» Extract to read:

Operating income for these service lines was $23.0 million (11.9% of related
revenue) in fiscal 2000.

25



Capital Resources and Liquidity

At September 30, 2002, cash and cash equivalents equaled $84.7 million
compared with $84.1 million and $6.5 million at the end of fiscal years 2001
and 2000, respectively.

Net cash provided from operating activities for fiscal 2002 totaled $343.9
million, a decrease of $173.7 million compared with 2001 primarily due to
reduced profitability, partially offset by the liquidation of working capital,
particularly accounts receivable. Net cash provided from operating activities
in fiscal 2001 increased $312.8 million from that of fiscal 2000 due primarily
to higher profitability and $130.0 million of cash benefit resulting from the
utilization of U.S. tax loss carryforwards. This was partially offset by
increases in working capital, particularly accounts receivable, as a result of
the revenue growth in North America.

In fiscal 2002, cash flows used in investing activities totaled $647.6
million, primarily attributable to amounts required to fund acquisitions as
well as the Company's capital expenditure needs. The 2002 capital spending of
$179.0 million was used primarily for replacement and enhancement of U.S.
fracturing equipment and expansion of stimulation and cementing services
internationally. Net cash used for investing activities in fiscal 2001 was
$188.7 million, compared to net cash provided by investing activities in 2000
of $43.7 million. Fiscal 2001 capital spending of $183.4 million was the
largest portion of the net cash used for investing activities. Capital
expenditures for fiscal 2001 increased $102.9 million from 2000 and were used
to replace and enhance U.S. fracturing equipment and expand stimulation
resources internationally.

Capital expenditures for fiscal 2003 are expected to be at a level
consistent with fiscal 2002 spending at approximately $180 million. The 2003
capital program is expected to consist primarily of spending for the
enhancement of the Company's existing pressure pumping equipment, investment in
the U.S. fracturing fleet recapitalization initiative and stimulation expansion
internationally. The actual amount of 2003 capital expenditures will be
primarily dependent on the availability of expansion opportunities and is
expected to be funded by cash flows from operating activities and available
credit facilities. Management believes cash flows from operating activities and
available lines of credit, if necessary, will be sufficient to fund projected
capital expenditures.

Cash flows required to fund investing activities in fiscal 2002 exceeded
cash flows from operations. The incremental cash requirements of the Company
were funded with $400.1 million in proceeds, net of transaction costs,
generated through the issuance of convertible senior notes on April 24, 2002.

» Data supplied:
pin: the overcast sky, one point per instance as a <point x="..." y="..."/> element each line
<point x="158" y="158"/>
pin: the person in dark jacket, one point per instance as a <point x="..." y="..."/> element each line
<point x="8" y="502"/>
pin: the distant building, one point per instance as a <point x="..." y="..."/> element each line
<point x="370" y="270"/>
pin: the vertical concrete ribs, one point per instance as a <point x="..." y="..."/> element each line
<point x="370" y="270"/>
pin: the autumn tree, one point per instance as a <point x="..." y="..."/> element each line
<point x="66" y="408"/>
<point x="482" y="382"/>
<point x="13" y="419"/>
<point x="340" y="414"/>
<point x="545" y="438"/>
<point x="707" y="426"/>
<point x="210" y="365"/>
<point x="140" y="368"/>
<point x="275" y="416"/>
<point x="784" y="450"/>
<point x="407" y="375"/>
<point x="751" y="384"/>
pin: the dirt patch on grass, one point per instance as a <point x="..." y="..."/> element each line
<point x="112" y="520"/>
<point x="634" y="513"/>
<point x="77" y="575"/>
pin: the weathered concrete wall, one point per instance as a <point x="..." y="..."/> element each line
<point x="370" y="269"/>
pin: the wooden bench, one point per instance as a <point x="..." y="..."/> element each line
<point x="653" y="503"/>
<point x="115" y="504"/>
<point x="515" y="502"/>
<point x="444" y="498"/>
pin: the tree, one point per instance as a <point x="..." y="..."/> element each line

» What to work on:
**1)** Write out the capital resources and liquidity passage from "Capital Resources and" to "and 2000, respectively.", word for word.
**2)** List each cash and cash equivalents amount in the capital resources and liquidity passage, with the date or fiscal year it applies to.
**3)** Continue the capital resources and liquidity passage from where it stops.

» Responses to the tasks:
**1)**
Capital Resources and Liquidity

At September 30, 2002, cash and cash equivalents equaled $84.7 million
compared with $84.1 million and $6.5 million at the end of fiscal years 2001
and 2000, respectively.

**2)**
September 30, 2002: $84.7 million
End of fiscal 2001: $84.1 million
End of fiscal 2000: $6.5 million

**3)**
Other financing activities in fiscal 2002 include the purchase of 4.4 million
shares of the Company's common stock at a cost of $102.1 million under a share
repurchase program initially approved by the Company's Board of Directors in
December 1997. The share repurchase program, as amended, authorizes purchases
up to $750 million, $251.0 million of which was available for future purchase
as of September 30, 2002. Cash flows used for financing activities for fiscal
2001 were $251.2 million, compared to cash flows of $245.9 million used for
financing activities in fiscal 2000. In connection with the June 2001
replacement of its existing credit facility, the Company prepaid $30.3 million
of borrowings that were outstanding under the term loan portion of the credit
facility. Also in June 2001, the Company repurchased and retired $46 million of
its 7% notes maturing in 2006 and recorded associated debt extinguishment costs
of $1.7 million (classified as other expense), consisting mainly of a $1.3
million early payment premium. In addition to the repayment of debt during
fiscal 2001, the Company purchased 7.0 million shares of its common stock at a
cost of $177.5 million. In September 2000, the Company also repurchased 800,000
shares of its common stock at a cost of $22.8 million. Other financing
activities in fiscal 2000 included a private placement of 8.1 million shares of
common stock in October 1999 that generated proceeds of $144.0 million, which
was used to pay outstanding debt. In connection with the private placement, the
Company also entered into privately negotiated option agreements pursuant to
which it repurchased an equivalent number of shares in April 2000 for a total
of $149.0 million. In April 2000, the Company utilized proceeds of $143.5
million from the exercise of outstanding warrants, combined with borrowings
under existing credit facilities, to fund the repurchase of these shares.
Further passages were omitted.